**Exercise requirements:** Change every "drop a marker" in these records to "place a dot", keeping everything else the same, and leave the pictures out of your copy.

**Material:**
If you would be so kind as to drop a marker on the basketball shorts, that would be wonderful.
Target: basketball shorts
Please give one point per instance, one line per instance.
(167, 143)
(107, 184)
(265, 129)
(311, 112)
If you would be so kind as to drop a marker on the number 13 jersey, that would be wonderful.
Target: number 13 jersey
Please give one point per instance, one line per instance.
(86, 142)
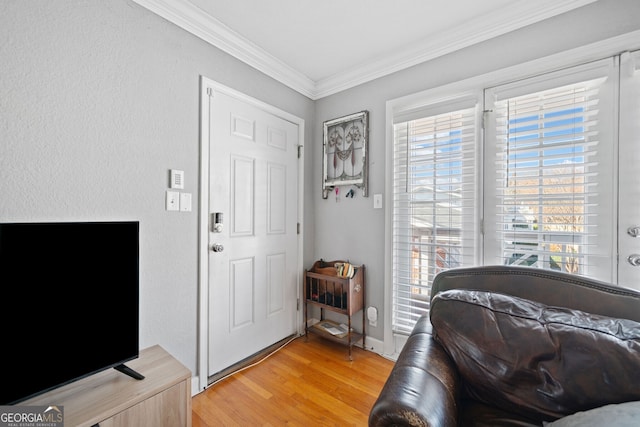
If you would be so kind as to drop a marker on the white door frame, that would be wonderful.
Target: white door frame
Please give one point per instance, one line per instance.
(206, 87)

**Solved exercise:**
If you would be so kind as to place a dot on the basketball shorts, that would be wonderful.
Target: basketball shorts
Please give one point per instance, one line per instance.
(167, 143)
(107, 184)
(265, 129)
(311, 112)
If you would be so kind as to place a dot on the number 13 jersey, that would be wonderful.
Target: number 13 jersey
Please give one point per instance, one line per instance.
(86, 142)
If you would be so kind as to place a dot on the white door frame, that would be wonderful.
Target: white door frame
Please give one point per instance, one line per instance.
(206, 87)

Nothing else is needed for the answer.